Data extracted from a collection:

== Segment start ==

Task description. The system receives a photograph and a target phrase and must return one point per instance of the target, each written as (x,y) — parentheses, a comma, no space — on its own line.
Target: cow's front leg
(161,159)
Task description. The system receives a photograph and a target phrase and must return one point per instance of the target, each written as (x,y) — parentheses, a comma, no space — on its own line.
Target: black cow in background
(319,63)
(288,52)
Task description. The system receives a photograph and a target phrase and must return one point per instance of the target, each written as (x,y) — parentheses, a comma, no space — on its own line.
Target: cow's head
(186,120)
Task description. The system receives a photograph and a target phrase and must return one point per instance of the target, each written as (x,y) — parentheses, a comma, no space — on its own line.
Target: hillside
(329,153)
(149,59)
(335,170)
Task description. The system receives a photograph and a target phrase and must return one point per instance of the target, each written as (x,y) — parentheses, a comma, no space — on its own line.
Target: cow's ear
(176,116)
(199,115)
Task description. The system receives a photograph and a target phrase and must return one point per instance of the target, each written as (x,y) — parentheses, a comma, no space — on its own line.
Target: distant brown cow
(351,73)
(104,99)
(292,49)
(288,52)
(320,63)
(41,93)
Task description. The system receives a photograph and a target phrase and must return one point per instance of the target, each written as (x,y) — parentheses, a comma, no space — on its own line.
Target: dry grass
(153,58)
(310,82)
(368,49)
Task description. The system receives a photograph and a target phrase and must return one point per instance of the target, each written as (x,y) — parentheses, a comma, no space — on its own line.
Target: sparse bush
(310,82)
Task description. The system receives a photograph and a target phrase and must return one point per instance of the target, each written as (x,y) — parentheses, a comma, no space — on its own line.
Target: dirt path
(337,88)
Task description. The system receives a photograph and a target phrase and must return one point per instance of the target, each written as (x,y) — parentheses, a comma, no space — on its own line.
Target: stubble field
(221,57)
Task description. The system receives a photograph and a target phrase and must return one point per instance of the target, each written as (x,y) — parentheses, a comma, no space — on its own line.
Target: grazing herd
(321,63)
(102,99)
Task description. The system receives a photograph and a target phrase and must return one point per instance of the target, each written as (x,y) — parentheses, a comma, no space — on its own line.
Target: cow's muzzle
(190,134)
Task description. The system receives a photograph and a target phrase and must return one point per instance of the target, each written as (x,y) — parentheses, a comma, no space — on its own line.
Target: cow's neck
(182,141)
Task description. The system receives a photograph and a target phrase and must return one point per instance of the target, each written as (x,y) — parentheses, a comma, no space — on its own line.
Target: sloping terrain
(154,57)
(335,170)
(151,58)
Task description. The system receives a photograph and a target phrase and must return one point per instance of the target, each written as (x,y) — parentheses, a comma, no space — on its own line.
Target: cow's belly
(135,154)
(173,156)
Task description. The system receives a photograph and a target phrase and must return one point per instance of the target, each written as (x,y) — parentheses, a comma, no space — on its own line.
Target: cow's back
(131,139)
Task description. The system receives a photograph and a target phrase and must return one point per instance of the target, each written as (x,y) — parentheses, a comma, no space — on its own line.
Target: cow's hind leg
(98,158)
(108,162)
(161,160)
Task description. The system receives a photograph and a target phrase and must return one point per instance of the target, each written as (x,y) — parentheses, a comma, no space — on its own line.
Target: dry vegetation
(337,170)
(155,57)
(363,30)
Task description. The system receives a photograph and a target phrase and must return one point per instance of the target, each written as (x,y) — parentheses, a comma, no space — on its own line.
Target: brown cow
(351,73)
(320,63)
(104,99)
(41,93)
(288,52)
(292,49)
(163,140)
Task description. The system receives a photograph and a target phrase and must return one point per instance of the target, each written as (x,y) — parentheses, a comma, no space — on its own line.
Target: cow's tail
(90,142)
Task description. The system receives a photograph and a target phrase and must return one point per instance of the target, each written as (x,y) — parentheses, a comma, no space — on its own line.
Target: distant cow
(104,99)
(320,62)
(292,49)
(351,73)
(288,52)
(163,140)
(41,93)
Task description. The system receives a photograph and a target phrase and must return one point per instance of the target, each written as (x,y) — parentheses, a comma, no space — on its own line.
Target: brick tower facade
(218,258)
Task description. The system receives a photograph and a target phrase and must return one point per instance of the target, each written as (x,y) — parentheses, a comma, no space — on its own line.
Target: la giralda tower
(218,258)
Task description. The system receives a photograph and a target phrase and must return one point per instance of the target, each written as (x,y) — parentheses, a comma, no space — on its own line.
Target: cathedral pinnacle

== Segment end ==

*What the task asks*
Transcribe the entries exactly.

*Result of this exercise*
Task description. The system receives a photograph and a target phrase and must return one point per instance of the target, each written as (x,y) — parentheses, a comma, no space — on its own line.
Target: cow's front leg
(161,159)
Task description. The system receives a photograph and a target phrase and must return one point per instance of the target, each written as (x,y) — parentheses, a comma, no space — on its own line.
Target: black cow in background
(319,63)
(288,52)
Task description. The system receives a photograph and a target phrase and must return one point per instance of the target, each written as (x,y) — parentheses, a comma, no space — on its own line.
Target: cow's head
(186,120)
Task description. The system receives a photograph and a target phrase and must return one point per instance of the target, each written as (x,y) — parentheses, a comma, no space — on its own line.
Target: hillside
(329,153)
(149,59)
(335,170)
Task description. The system receives a photograph and a target phrase and must return one point per instance of the target, each written as (x,y) — parentheses, a comma, no space — on its own line.
Target: cow's ear
(176,116)
(199,115)
Task description. The system receives a photograph and a target phrase and must return one point per instance of the target, each written as (x,y) — parentheses, a comma, no space — on its own line.
Target: distant brown cow
(351,73)
(104,99)
(292,49)
(288,52)
(320,63)
(41,93)
Task description. The system receives a photograph and a target phrase and must return one point per instance of the target, each written as (x,y) — parentheses, a comma, no space — on its own line.
Target: dry grass
(153,58)
(310,82)
(368,49)
Task description. The system receives a photograph and a target phrase and must return one point per instance of the target, each written as (x,y) — parentheses, a comma, no space — on its own line.
Target: sparse bush
(310,82)
Task description. The system receives a photograph and a target phrase and must return one point per instance of the target, each written as (x,y) — parentheses, a comma, no space — on its own line.
Target: dirt path
(337,88)
Task description. The system receives a photograph and a target phrase and must return one point per instance of the target, each written as (x,y) — parentheses, a comma, no space — on its own line.
Target: stubble field
(221,57)
Task description. The system receives a photograph and a target phrase and must return one point per instance of the target, each written as (x,y) — parentheses, a comma, no space — on its own line.
Target: grazing herd
(321,63)
(102,99)
Task description. The system receives a photograph and a target phrase and must return one point per instance of the target, each written as (x,y) — parentheses, a comma, no space — on its own line.
Target: cow's muzzle
(190,134)
Task description. The system receives a photograph and a target phrase and must return one point per instance of the target, each written as (x,y) — parentheses, a comma, no space — on its own line.
Target: cow's neck
(182,141)
Task description. The system receives a photograph and a target phrase and must return one point per instance of the target, each written as (x,y) — parentheses, a comma, no space — on its own line.
Target: sloping terrain
(154,57)
(335,170)
(151,58)
Task description. The system receives a photograph and a target phrase and must return one point per instance of the target, each written as (x,y) — parentheses, a comma, no space — on its own line.
Target: cow's belly
(135,154)
(173,156)
Task description. The system receives a photograph and a target phrase and must return one point per instance of the target, each written as (x,y) — parentheses, a comma, no space — on its own line.
Target: cow's back
(131,139)
Task description. The system receives a photograph and a target phrase and must return one point per instance of the target, each written as (x,y) — parentheses, a comma, no space — on its own line.
Target: cow's hind leg
(98,158)
(108,162)
(161,160)
Task description. The system receives a photograph and a target phrase and must return one point per instance of the target, each written as (x,y) — parentheses, a comma, no space — on its own line.
Target: dry vegetation
(337,170)
(155,57)
(363,30)
Task description. The system receives a photograph and a target phrase and must return one point per instance of the target, each written as (x,y) — parentheses, a comma, no space — on its own line.
Target: brown cow
(351,73)
(320,63)
(104,99)
(41,93)
(288,52)
(292,49)
(163,140)
Task description. The system receives a photograph and a target phrase and must return one point per instance of the target, each written as (x,y) — parentheses, a comma, no space — on its own line.
Target: cow's tail
(90,142)
Task description. The system receives a photograph and a target phrase and must return one point per instance of the target, each written as (x,y) — parentheses, a comma, no space — on its own line.
Target: distant cow
(104,99)
(320,62)
(292,49)
(351,73)
(288,52)
(163,140)
(41,93)
Task description. The system receives a photograph and a target phrase and must return one point per instance of the target, each written as (x,y) — parentheses, a comma, no space — on its own line.
Target: brick tower facade
(218,258)
Task description. The system receives a photograph and a target phrase and must return one point per instance of the target, each written as (x,y) — parentheses, a comma, no space — on its own line.
Target: la giralda tower
(218,258)
Task description. The system receives a photograph and a target phrase and must return one point per instance of the target, each written as (x,y) — parentheses, a comma, no space — on its own line.
Target: cathedral pinnacle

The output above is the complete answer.